**Okuma Metni**
Atatürk’te birleştik. Siz nerelerdesiniz?

Atatürk’te birleştik. Siz nerelerdesiniz?
11 Kasım 2012 23:00

10 Kasım 2012’de T.C’nin Başbakanı Erdoğan, Altın Sultan’ın ülkesi Brunei’ye gitmiş. Brune’i bize 9000 km uzaklıkta. Güneydoğu Asya’da Okyanus’ta Borneo Adası’nda küçücük bir sultanlık. Petrol denizinin üzerinde yüzen bir gemi gibi. Sultanları Hasan El- Bulkiye Muiziddin Va’dullah, 5000 otomobili ile Guinness Rekorlar Kitabına girmiş.

Av.Cemil CAN H&H YORUM

Uçağı altından kaplama, bizim hava sahasında arızalanıp düşsün diye, duacıymış bütün ülkeler!.. Erdoğan, 10 Kasım’dan bir gün önce, Sultan’ın kulağına eğilip, kendini ülkesinde davet ettirmiş. Türkiye tarihinde bu bir ilkmiş!..  Gazetecinin biri Brunei’de Başbakan’a:”Sultan mı davet etti sizi?” diye sormuş. Başbakan boşta bulunup yanıt vermiş: ”Yok. Kendisini görünce ne zaman döneceğini sordum. Cuma deyince, aynı gün geleyim mi dedim. Bir gün kalıp dönüyoruz” demiş…
 
Bu sene, 10 Kasım için Erdoğan’ı Brunei Sultanı kurtarmış. Bakalım bundan sonra kim kurtaracak onu. Zira bundan böyle Türkiye’de her gün 10 Kasım’dır! İleride bir gün kaçacağı ülke zaten bir Sultanlık olacak. Oraya kadar hazır gitmişken,  geriye dönmese kendisi için daha iyi olacak!.. Erdoğan, Anıtkabir’e doğru koşan milyonlardan acaba neden kaçmış? Ne yazık ki, o milyonların arasında Kılıçdaroğlu ile Bahçeli de yoktu!.. Hadi diyelim ki, Erdoğan Atatürk’ü sevmiyordu, peki ötekilerin Atatürk’le derdi nedir?.. Resmi töreni zor bitirip, ikisi de bir yerlere sıvışmışlar!.. Bahçeli’ye son kurultayda rakip çıkartan ülkücülerin önemli bir kısmı oradaydı. Onlar için “fitneci” (1) diyen Bahçeli, sanırım tepkilerden çekinmiş olmalı!.. Halkın partisinin genel başkanı Kılıçdaroğlu ise, halkın arasına girmemekte son derece kararlıdır!..  Atatürk’ün koltuğunda oturan biri, onu anma toplantısına güya toplantı yasaklanırsa, gelecekmiş! Geçiniz efendim, geçiniz!..  Son devirdiğin çamdan sonra, Atatürkçülerin arasında dolaşmanız biraz cesaret ister!..

**Alıştırma Görevleri**
• 1. Brunei ziyareti yazısında yazar, Bahçeli'nin resmi törenden sonra oradan ayrılmasını hangi nedene bağlıyor?
• 2. Brunei ziyareti yazısında adı geçen bütün kişileri sıralayın.
• 3. Brunei ziyareti yazısını son cümlesinin ardından sürdürün.
Satırların bu alıştırmada hiçbir işlevi yoktur.

**Sağlanan Veriler**

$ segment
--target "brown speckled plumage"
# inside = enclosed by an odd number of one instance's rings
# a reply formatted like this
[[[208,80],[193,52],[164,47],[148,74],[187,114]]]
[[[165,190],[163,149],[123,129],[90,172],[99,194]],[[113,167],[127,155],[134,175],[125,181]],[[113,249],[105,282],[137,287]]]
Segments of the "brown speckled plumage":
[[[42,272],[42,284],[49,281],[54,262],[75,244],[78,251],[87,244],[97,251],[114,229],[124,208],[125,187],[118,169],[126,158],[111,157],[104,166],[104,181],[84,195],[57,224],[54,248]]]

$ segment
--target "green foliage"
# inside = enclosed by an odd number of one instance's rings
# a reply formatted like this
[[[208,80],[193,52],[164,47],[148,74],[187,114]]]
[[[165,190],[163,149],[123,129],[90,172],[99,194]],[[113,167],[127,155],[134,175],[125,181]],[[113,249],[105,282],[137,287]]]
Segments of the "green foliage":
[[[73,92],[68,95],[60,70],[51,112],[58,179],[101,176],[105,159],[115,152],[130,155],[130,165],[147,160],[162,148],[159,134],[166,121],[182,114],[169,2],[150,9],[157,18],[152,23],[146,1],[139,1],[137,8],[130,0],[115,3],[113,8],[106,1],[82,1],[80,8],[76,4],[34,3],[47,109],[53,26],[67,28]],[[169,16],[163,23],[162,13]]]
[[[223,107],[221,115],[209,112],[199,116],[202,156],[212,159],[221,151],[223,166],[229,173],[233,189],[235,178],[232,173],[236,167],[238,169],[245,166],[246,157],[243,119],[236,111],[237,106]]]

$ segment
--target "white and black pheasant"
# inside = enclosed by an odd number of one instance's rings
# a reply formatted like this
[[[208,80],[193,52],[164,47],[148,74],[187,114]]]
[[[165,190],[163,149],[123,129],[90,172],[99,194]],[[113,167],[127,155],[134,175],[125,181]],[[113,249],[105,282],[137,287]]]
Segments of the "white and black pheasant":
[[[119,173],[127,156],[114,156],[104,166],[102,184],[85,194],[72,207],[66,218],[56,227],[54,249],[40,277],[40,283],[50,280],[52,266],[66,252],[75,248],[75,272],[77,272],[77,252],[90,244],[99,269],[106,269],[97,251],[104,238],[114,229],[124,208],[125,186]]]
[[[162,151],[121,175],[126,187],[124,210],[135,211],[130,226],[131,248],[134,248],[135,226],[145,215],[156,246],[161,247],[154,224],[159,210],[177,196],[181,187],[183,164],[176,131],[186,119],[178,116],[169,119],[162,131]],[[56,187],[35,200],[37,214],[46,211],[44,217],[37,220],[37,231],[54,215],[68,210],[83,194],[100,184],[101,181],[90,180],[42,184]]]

**Cevap Anahtarı**
• 1. Son kurultayda Bahçeli'ye rakip çıkaran ülkücülerin önemli bir kısmı oradaydı. Bahçeli onlar için "fitneci" demişti. Yazar, Bahçeli'nin bu kişilerin tepkilerinden çekindiğini düşünüyor.

• 2. Erdoğan, Hasan El-Bulkiye Muiziddin Va'dullah, Cemil Can, Kılıçdaroğlu, Bahçeli, Atatürk

• 3.
Hazır söz kendiliğinden buraya kadar gelmişken, o konuda da bir kaç söz söyleyelim. Kılıçdaroğlu, geçen Salı günü yapılan grup toplantısında söylediği sözlerden, bugün utanıyorsa çok iyi bir yoldadır. Ama öyle değil de, ulusalcıları “geri zekalı” ve “kafasız” bulan (2) Hüseyin Aygün ile aynı görüşteyse ve bu nedenle aramıza katılmadıysa o zaman başka!.. Hüseyin Aygün’ün, CHP çizgisiyle uyuşmayan bütün söylemlerinin arkasında durmakla, böyle bir kanının oluşmasına Kılıçdaroğlu sebebiyet vermiştir!.. “Tavuk mu yumurtadan çıkar, yumurta mı tavuktan?” diye sorduktan sonra, kendini “horoz” yerine koyarak, o sinkaflı (3) kelimenin yerine “söyler geçerim” demesi ile içine düşülen bu durum kurtarılamaz. Kaldırım seviyesinin bile altına düşüldüğünü herkes kabul ediyor!..   
 
Hey! Siz grup toplantılarının değişmez elemanları; siz kadrolu Kılıçdaroğlu alkışlayıcıları, genel başkanlık yalakaları!.. Size de yazıklar olsun! Çıkartıp atın, cebinizdeki o CHP kimlik kartlarını. Bu bayağı sözleri bile çılgınlar gibi alkışladınız, utanmaz herifler!..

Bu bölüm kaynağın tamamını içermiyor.